Consigne 1:
Dans le texte source ci-dessous, relevez les courtes phrases sans verbe conjugué qui précèdent immédiatement « Commence alors le travail ».

Texte source:
FRONTEIRA

Encore un autre jour, je suis retourné à Lisbonne et j’ai visité le Palácio dos Marqueses de Fronteira. J’ai regretté de ne pas l’avoir fait plus tôt, mais ce n’est qu’au retour, en lisant La frontière de Pascal Quignard, que j’ai pensé devoir y retourner un jour.

Sous le soleil d’août et une lumière presque blanche, j’avais été dans le ravissement que la lecture du court roman raviva délicieusement, avant que les dernières pages ne provoquent tout à coup l’effroi. Comme si, au sein même de la beauté, existait une frontière secrète, un portique infernal au delà duquel la splendeur bascule dans l’épouvante. En déchiffrant le mystère des chats musiciens ou du singe trompetant de son cul, l’écrivain ouvrait un abîme : « Le roi dit : « Il est possible que les œuvres d’art soient le fruit des vengeances. Un de mes compagnons s’est peut-être vengé malgré l’interdiction que je lui avais faite, sans qu’il désobéît néanmoins à la paroles qu’il avait donnée. Le désir nous affole tous les jours et sa carence nous abandonne aux ombres. Et il est vrai que les ombres sont bleues. » »

Je conseille, avec grande conviction, la visite du palais de la Fronteira et la lecture du roman de Quignard, si possible dans la belle parution des excellentes éditions Chandeigne. 

PETITES POUSSES PORTUGAISES

Garder vivante la mémoire de lieux, de visages et de moments, retrouver la saveur d’un instant, d’une rencontre, de l’atmosphère dans laquelle sont survenues les impressions parfois fugaces laissées par les choses. Ces impressions, ce sont comme les pousses d’une plantation intime que l’on protège et entretient pour, le moment venu, sélectionner soigneusement telle ou telle et la regarder d’un peu près. Un crocodile dans une mare. La statue d’un saint dans une vitrine. Un homme regardant un autre homme… Commence alors le travail, le processus de floraison.

(Extrait du jeu de données)

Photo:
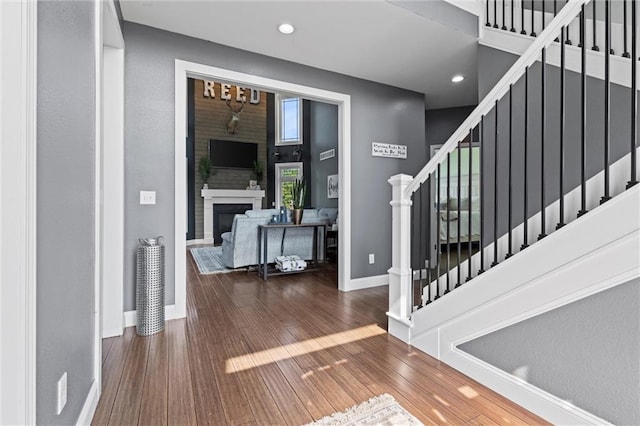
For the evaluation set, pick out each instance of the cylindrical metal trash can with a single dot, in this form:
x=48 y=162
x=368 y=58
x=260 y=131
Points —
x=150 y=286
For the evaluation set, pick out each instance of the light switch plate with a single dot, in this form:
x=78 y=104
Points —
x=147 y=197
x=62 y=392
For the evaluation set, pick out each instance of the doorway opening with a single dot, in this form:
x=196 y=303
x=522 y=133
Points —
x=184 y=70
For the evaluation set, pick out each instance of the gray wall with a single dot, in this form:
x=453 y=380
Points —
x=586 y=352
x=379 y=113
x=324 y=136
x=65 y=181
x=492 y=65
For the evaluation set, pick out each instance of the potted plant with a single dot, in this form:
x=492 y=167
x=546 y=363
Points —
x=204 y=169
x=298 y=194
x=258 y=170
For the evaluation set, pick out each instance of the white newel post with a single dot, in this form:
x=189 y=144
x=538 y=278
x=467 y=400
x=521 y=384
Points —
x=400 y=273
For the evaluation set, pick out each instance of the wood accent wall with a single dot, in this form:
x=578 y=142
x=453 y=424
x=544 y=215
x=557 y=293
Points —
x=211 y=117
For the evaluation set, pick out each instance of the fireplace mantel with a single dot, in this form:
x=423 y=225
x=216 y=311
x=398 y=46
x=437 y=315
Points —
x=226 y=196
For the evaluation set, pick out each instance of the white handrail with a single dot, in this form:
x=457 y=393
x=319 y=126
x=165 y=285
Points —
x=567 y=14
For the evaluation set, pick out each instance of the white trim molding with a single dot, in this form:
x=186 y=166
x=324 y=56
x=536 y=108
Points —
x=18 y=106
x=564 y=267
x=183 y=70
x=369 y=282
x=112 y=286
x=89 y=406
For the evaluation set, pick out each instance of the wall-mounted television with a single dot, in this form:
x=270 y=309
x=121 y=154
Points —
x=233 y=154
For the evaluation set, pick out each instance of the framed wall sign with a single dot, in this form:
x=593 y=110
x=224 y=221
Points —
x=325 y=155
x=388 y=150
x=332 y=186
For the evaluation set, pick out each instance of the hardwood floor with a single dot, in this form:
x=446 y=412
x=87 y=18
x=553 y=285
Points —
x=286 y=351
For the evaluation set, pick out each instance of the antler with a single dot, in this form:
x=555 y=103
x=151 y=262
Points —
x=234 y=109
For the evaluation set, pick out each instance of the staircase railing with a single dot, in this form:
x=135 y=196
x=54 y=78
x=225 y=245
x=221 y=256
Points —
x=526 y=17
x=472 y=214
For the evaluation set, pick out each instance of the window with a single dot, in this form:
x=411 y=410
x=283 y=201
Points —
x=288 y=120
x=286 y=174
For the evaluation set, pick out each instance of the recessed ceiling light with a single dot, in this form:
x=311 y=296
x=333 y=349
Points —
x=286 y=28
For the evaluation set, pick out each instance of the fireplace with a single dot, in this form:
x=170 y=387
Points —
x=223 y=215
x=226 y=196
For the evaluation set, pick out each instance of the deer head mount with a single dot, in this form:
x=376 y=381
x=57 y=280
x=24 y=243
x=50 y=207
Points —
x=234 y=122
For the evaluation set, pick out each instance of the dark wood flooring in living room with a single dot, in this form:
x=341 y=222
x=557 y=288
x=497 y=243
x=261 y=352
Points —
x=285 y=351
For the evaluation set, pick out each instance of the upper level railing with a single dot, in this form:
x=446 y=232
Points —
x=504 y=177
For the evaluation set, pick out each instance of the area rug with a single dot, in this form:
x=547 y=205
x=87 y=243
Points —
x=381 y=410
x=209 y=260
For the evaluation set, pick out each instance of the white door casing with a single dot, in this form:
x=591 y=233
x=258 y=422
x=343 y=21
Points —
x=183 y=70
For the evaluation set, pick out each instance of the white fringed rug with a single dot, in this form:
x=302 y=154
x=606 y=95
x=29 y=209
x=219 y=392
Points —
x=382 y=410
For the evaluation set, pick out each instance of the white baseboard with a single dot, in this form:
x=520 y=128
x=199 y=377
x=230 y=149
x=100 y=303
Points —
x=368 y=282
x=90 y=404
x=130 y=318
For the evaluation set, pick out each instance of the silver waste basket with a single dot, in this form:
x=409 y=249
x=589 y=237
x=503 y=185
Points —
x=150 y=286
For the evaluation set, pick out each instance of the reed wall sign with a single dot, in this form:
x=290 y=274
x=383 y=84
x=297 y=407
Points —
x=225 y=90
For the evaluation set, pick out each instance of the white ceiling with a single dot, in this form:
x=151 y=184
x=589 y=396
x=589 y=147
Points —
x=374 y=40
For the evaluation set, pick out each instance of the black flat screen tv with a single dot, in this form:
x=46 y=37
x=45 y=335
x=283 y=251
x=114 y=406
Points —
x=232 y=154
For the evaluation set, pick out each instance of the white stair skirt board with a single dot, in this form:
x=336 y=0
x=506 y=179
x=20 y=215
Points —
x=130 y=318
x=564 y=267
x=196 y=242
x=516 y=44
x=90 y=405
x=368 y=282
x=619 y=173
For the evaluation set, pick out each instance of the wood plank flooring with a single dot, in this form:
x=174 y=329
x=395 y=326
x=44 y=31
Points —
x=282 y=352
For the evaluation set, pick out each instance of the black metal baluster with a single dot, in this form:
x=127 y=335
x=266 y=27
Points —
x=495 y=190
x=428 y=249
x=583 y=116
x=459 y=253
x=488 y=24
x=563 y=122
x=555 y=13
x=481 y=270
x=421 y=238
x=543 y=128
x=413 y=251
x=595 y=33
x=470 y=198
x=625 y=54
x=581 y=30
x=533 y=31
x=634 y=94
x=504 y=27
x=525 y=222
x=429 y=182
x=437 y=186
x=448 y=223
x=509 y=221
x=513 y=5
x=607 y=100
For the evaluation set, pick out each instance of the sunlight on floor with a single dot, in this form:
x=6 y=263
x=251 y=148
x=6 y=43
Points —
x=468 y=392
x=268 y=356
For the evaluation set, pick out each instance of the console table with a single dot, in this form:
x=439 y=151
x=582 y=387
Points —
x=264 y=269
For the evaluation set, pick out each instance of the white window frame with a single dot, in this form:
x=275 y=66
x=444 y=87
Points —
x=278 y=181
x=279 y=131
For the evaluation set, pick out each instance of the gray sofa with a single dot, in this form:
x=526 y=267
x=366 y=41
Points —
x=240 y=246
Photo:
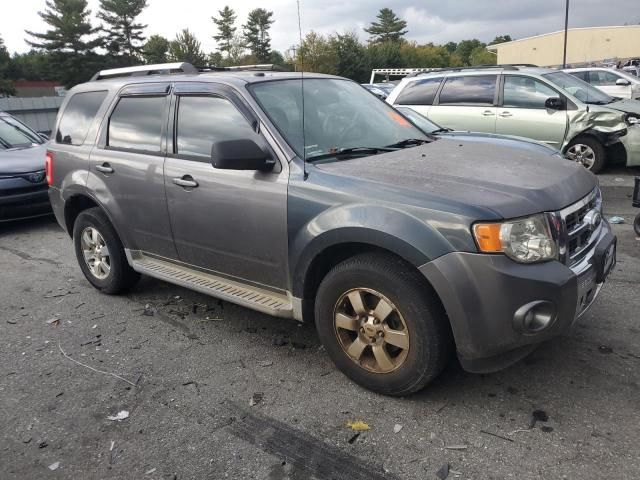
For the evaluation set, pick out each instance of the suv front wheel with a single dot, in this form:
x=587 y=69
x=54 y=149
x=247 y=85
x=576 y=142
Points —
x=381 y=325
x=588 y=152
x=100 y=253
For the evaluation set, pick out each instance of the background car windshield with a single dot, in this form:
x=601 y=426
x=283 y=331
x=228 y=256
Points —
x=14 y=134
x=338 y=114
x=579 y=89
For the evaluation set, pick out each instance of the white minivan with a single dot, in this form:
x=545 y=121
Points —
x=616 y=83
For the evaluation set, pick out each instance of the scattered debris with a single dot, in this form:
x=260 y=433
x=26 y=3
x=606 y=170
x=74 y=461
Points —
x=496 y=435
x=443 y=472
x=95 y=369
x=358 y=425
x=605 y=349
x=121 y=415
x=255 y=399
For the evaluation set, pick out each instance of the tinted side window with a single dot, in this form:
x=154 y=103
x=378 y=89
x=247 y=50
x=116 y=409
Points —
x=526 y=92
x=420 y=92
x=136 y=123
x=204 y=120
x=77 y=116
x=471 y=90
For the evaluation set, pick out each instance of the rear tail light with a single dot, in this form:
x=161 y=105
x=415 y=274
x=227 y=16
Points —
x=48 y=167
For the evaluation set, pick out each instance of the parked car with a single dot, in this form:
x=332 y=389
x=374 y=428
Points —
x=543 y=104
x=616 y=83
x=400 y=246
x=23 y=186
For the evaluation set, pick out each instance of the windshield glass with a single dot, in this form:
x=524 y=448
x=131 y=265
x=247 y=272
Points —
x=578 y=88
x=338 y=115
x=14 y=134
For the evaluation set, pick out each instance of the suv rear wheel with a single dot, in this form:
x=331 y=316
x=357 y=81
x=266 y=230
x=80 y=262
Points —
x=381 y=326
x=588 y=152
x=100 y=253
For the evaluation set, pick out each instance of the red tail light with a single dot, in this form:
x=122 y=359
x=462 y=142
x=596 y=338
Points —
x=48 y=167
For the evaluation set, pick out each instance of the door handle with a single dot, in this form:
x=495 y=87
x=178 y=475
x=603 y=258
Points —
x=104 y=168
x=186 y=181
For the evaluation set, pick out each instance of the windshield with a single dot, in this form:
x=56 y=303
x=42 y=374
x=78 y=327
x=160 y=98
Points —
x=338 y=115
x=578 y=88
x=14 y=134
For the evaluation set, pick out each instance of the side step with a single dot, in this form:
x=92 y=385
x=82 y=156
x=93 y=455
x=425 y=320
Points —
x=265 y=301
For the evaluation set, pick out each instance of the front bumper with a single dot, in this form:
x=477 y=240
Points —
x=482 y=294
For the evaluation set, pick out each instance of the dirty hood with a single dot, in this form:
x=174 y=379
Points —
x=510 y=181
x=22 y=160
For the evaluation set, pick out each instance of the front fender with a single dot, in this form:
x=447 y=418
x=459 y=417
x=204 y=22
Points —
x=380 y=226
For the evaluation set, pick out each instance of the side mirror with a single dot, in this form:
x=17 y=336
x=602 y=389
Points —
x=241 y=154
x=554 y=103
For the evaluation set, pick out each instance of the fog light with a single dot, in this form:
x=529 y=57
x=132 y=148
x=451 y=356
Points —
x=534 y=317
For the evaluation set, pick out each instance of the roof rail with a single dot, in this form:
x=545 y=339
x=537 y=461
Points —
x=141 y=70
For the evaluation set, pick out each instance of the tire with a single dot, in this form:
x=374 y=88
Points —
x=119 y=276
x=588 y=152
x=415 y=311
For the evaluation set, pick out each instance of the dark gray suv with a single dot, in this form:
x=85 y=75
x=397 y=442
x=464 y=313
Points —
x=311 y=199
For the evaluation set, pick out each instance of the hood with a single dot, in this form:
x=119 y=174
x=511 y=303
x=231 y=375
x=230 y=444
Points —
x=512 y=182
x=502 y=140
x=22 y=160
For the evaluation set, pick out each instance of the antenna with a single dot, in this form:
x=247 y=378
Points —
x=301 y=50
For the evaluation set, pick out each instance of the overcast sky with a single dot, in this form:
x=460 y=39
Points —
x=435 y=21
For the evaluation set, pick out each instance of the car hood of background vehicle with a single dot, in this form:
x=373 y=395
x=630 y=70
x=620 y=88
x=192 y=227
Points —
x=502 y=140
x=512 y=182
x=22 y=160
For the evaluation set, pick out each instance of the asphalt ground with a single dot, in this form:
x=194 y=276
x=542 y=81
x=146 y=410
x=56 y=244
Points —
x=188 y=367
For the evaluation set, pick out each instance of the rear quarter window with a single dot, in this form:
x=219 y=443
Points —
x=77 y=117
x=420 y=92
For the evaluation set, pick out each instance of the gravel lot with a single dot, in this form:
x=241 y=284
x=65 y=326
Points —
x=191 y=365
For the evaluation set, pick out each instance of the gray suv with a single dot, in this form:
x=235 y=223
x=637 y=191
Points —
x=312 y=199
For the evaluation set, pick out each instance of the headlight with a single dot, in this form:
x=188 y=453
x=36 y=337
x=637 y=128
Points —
==
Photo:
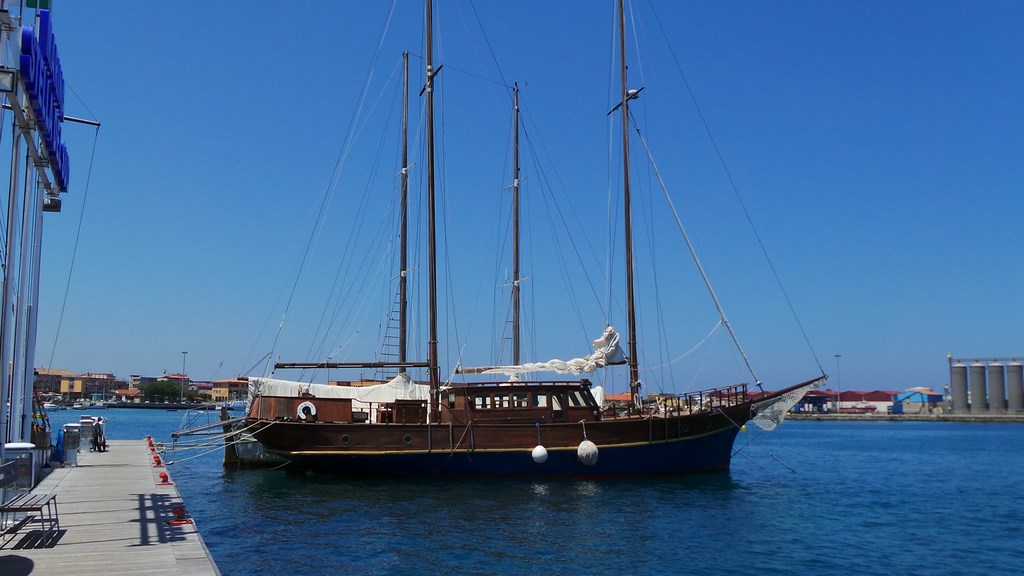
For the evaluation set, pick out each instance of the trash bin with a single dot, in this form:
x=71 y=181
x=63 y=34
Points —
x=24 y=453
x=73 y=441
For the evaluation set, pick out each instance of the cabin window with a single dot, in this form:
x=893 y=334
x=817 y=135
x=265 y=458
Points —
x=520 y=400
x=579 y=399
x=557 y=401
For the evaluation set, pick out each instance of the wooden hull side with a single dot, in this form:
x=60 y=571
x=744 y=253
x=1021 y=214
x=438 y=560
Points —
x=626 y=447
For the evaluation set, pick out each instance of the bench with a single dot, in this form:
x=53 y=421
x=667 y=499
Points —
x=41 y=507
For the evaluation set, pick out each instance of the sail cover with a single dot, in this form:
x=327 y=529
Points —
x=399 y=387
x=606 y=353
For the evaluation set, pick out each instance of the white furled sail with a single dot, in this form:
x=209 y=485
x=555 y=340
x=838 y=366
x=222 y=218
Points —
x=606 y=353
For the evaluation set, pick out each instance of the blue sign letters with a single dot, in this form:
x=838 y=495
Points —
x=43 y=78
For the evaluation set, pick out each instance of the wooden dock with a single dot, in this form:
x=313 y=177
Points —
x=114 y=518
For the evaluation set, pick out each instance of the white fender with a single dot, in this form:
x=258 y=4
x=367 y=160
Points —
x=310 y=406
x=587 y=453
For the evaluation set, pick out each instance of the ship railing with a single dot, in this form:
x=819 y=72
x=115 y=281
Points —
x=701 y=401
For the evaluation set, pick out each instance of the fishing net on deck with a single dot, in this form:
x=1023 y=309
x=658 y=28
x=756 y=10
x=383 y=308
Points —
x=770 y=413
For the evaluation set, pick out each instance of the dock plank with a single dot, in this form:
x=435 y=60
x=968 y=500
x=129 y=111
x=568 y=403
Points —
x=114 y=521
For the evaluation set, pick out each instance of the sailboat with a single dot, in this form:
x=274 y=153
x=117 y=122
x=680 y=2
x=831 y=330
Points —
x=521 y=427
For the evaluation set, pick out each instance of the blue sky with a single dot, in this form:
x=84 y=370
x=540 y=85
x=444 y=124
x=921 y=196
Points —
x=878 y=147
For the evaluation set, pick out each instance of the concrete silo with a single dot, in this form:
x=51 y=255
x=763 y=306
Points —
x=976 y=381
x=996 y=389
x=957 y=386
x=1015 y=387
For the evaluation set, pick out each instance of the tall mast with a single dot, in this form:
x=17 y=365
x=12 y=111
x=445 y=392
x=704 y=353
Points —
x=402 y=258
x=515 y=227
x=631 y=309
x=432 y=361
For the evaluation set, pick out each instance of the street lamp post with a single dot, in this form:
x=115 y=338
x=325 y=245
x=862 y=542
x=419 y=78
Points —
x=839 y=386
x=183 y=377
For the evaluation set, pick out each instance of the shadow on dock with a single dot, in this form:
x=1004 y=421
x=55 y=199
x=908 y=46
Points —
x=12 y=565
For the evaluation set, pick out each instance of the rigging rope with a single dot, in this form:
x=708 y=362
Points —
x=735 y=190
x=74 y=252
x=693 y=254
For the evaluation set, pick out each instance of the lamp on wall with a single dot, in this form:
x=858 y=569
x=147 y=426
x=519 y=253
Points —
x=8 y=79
--
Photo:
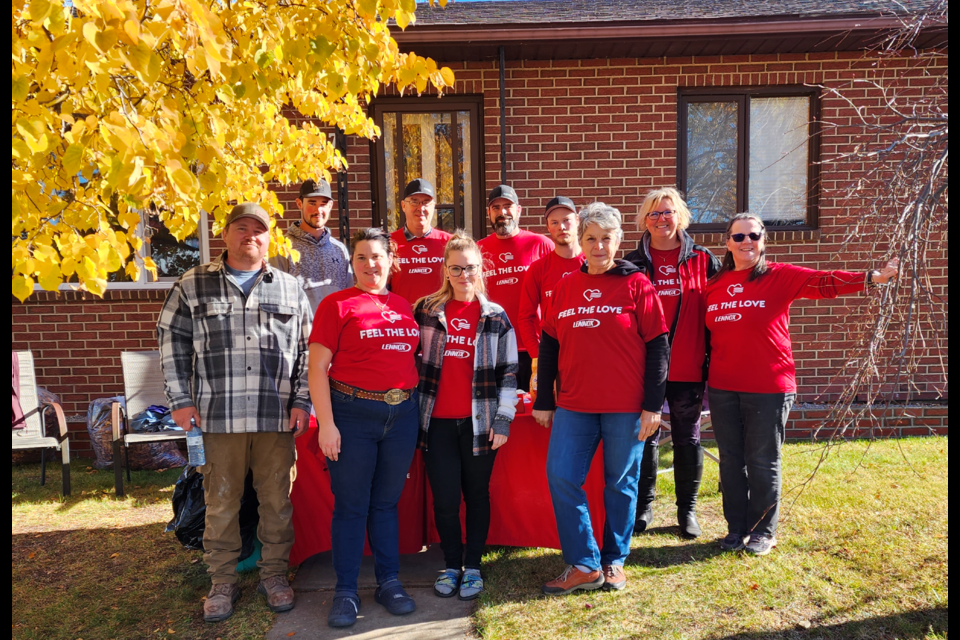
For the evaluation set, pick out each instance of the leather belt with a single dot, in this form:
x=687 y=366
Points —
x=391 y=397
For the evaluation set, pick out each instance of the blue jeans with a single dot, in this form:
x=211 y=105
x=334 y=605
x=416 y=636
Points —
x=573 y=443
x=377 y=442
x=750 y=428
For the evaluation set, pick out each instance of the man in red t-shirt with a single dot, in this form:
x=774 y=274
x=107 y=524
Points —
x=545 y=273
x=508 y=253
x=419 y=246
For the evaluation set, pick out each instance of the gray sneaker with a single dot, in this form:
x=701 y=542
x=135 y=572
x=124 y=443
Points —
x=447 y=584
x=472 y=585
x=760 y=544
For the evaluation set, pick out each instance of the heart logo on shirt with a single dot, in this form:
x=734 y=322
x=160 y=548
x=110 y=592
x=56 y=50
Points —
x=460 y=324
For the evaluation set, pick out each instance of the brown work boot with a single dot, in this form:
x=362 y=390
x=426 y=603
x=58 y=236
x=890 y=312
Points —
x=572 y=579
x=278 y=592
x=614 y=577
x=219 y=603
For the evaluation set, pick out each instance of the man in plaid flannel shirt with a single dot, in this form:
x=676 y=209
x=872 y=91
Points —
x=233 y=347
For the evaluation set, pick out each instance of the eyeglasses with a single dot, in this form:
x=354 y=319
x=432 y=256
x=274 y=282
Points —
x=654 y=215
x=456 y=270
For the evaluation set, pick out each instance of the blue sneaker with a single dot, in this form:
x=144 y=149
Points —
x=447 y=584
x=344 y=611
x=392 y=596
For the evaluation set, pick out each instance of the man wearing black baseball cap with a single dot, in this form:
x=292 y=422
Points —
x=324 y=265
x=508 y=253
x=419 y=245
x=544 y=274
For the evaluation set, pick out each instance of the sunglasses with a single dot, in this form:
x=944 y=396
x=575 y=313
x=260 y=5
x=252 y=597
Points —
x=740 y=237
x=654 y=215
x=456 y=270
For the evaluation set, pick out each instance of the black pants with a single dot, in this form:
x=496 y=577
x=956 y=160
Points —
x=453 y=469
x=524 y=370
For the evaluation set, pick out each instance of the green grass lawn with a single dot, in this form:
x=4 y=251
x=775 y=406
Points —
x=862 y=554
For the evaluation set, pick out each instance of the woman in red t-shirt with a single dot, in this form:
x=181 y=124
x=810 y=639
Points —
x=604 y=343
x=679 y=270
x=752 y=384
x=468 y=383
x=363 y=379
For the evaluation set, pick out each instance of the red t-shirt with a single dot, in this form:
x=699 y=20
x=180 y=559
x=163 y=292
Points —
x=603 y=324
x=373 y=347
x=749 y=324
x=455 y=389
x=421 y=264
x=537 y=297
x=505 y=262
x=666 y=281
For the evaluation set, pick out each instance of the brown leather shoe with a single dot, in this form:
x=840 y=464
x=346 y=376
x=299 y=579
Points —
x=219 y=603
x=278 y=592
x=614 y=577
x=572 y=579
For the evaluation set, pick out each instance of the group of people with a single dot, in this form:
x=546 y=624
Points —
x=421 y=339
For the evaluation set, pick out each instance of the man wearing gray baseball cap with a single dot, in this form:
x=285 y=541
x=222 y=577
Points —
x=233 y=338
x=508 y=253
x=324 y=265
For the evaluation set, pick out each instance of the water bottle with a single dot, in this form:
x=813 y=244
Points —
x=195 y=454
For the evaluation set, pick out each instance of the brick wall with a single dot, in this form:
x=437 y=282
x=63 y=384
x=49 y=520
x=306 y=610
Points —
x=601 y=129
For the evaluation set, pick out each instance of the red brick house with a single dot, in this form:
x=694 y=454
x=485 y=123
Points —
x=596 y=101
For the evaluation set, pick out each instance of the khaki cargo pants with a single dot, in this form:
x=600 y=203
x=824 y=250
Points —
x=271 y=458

Consigne 2:
Indiquez seulement le nombre de lignes de l'extrait ci-dessus qui contiennent le mot « baseball », en respectant la casse.

Résultat de l'exercice 1:
Un crocodile dans une mare.
La statue d'un saint dans une vitrine.
Un homme regardant un autre homme…

Résultat de l'exercice 2:
2